WRITTEN INSTRUCTION
Answer these from the text on stone revetment for a model riverbank:
(a) What was the stone loss for the 2.33 mm size at the 30-min standing time?
(b) What instrument was used to measure the model bank profile?
(c) From what part of the model bank did failure start with the 2.33 mm effective size?

TEXT TO READ
════════════════════
Using 2.33 mm stone initially resulted in a required weight of 2,413 g. Subsequent observations at 15-, 30-, and 45-min standing times revealed declining cross-sectional areas of 145.73, 127.20, and 123.61 cm2, indicating area losses of 24.1%, 33.75%, and 35.62%, respectively. Correspondingly, stone losses were noted at 38.6%, 45.2%, and 46.2% for the 2.33 mm size and 15-, 30-, and 45-min durations. However, employing a 6.31 mm stone revetment demonstrated area losses of 7.2%, 7.9%, and 8.3%, with revetment losses of 12.2%, 14.3%, and 14.7% for the same time intervals. This optimal size notably safeguarded the bank area by 91%–93%, with minimal impact from varying water standing durations. Overall, the data underscore the significance of the 6.31 mm stone size, emphasizing its efficacy in protecting bank areas while exhibiting lower susceptibility to the effects of differing water standing durations.

Model bank profile study for different conditions

The different profiles of the model bank before and after the experiment are shown in Figure 7. The bank profile of the model bank was measured with the help of a measuring gauge. Initially, the vertical rod of the measuring gauge was lowered down to determine the initial model bank profile. After the drawdown, the most damaged section of the model bank was located, and the measuring rod was lowered down to measure the deformation. The difference between the initial reading of the rod and the reading after the test gave the profile of the bank. It has been observed that the effective size (D10) of 2.33 mm shows failure from the crest of the model bank for time durations of 15, 30, and 45 min. The percentage area loss of the bank for a particular location was 24.10%, 33.75%, and 35.62%, respectively. The difference in area loss between 30 and 45 min of water exposure is not significant. The same pattern is observed for other sizes of the stone. As the size increases, the location of failure also shows a significant improvement in shifting towards the toe of the model bank (Jafarnejad et al. 2017, 2019). The effective size of 6.33 mm shows the maximum protection of the model bank in terms of area loss and stone revetment loss. The area and revetment losses for the size of 6.33 mm were less than 10% and 15%, respectively. Losses increase above the 6.33 mm size of stone in area and riprap.

In the present study, the stability of a stone revetment-protected model bank and the response against the different temporal variations were analysed. The outcome of this study may be recommended in field applications for the stable revetment for silt-dominated clay riverbanks or small pond banks. The principal findings are outlined below:

  • (1)
════════════════════
DATASET EXCERPT
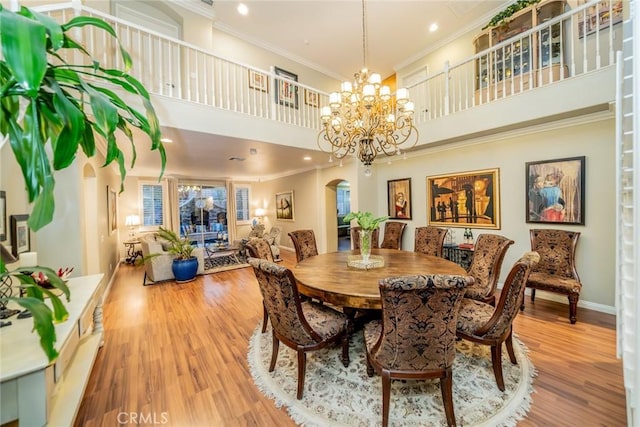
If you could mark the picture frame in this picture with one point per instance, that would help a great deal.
════════════════════
SOLUTION FOR THIS PROBLEM
(a) 45.2%
(b) A measuring gauge
(c) The crest